- Work order
Continue the text on the extended psychological present from where it stops.

- Supplied text
== Segment start ==

THE EXTENDED PSYCHOLOGICAL PRESENT


 

"Now" is privileged in most psychological theory, as a special instant of reality.  It is commonly assumed that if past events are to be effective in one's present functioning, they must be attendant at the instant of concern -- as traces, representations, or other states held over from those past events.  Future events, too, are understood as participating in the present only via surrogate expectations or representations.  Psychological process, then, is construed as an ongoing succession, a concatenation of successive "slices of simultaneity." Both the manifest continuity of experience and the inferred accretions identified with learning or memory are traditionally understood as integrations of such instants.

From various viewpoints, however, it makes more sense to treat that instant as a fiction, an arbitrary abstraction from the flow of events.  Ongoing process, flowing in time, can be understood as providing explanations without reduction to fictional instants.  While challenging the intuitive unity of our direct observations, this temporally extended conception of process is more consistent with contemporary understanding of physical reality, and of many biological, evolutionary and cultural processes.  We shall examine this alternative conception as illustrated by Michaels and Carello, in the ecological tradition of perception, by Richard Dawkins and Stephen J. Gould, in evolutionary biology, by Benjamin Whorf, concerning native American languages, and by contemporary developments in behavior-analytic theory.

== Segment end ==

- Provided information
== Segment start ==

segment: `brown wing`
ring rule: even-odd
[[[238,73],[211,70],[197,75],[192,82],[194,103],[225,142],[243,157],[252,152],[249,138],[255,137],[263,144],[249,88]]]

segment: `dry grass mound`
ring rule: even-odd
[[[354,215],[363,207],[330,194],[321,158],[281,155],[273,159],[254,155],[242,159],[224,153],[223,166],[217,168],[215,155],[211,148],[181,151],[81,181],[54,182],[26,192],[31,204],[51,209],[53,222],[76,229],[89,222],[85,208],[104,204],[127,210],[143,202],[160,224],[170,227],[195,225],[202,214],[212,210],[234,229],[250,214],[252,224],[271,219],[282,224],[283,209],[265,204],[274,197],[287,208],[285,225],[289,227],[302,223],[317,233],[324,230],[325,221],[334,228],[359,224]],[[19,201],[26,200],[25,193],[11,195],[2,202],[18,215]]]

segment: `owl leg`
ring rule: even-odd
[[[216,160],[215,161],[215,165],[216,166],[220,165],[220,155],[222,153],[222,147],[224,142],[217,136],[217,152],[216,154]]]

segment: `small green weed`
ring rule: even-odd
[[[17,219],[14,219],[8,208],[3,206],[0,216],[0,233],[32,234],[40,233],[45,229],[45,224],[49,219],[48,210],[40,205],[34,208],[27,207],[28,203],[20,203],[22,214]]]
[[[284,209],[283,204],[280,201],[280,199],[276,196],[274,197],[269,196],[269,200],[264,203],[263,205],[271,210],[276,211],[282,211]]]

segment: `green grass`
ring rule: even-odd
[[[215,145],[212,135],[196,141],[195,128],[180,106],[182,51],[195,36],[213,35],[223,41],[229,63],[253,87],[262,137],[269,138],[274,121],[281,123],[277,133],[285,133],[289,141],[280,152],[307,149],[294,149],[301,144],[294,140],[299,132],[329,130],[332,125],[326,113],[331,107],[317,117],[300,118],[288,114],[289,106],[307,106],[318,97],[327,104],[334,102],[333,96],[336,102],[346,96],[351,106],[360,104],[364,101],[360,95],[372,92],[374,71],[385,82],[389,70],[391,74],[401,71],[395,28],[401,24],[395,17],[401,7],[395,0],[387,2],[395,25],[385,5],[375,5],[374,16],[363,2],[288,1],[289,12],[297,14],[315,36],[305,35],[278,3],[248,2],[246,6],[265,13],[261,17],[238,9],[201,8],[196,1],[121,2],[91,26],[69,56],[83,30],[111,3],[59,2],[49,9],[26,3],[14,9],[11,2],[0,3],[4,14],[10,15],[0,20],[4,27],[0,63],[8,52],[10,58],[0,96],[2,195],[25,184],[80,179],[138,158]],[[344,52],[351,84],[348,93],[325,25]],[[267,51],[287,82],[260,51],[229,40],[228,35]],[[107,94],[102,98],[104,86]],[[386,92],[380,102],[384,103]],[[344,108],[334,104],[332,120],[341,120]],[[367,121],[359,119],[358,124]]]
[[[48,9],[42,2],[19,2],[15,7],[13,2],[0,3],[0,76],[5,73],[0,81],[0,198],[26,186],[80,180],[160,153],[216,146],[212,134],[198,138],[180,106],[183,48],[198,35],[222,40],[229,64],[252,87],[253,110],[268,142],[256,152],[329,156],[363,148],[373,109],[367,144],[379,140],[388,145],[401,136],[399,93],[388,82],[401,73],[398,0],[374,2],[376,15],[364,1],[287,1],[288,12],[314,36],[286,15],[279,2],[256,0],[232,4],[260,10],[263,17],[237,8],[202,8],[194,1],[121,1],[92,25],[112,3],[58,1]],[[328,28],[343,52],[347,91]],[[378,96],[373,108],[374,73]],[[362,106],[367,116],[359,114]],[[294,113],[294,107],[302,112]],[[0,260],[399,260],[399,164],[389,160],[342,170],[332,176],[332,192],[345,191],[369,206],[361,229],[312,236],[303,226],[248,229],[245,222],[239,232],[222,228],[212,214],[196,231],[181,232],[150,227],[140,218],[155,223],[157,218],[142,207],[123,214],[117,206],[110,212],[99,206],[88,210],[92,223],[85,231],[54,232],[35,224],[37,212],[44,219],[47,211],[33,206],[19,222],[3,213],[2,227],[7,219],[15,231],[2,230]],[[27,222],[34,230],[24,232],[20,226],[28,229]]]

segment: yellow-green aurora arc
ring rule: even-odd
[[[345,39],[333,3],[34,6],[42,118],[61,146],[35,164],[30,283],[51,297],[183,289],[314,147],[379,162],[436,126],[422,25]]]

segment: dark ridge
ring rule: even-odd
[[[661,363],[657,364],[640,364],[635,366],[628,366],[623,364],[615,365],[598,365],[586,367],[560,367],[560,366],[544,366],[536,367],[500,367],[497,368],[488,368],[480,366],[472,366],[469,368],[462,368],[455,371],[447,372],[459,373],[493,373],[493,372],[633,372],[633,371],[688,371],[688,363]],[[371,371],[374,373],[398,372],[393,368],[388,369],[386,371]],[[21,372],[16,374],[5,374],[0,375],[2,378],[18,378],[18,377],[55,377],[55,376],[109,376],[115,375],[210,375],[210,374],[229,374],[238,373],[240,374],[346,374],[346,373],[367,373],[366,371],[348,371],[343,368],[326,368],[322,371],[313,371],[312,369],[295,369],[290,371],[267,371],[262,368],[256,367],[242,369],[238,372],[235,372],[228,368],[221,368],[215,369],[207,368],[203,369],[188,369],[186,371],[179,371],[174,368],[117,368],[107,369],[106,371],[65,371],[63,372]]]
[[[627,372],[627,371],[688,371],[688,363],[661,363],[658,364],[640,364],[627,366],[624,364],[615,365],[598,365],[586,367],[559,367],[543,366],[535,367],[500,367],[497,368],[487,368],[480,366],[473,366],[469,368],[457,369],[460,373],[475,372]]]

== Segment end ==

- Response to this task
We shall attend closely to tensions that arise between the instantaneous and the temporally extended conceptions of the psychological present.  These will include assumptions regarding contiguous vs. remote causation, essentialist vs. selectionist conceptions of concepts, structuralist vs. functionalist metaphors in theory, behavior as part of process vs. behavior as symptom of process.  Ultimately, we will be working toward an intuitive understanding of psychological process as existing simultaneously on multiple time scales.  This implies distinct phenomena emergent at each scale, analogous to the multiple spatial scales that one might study with various magnifications of a microscope.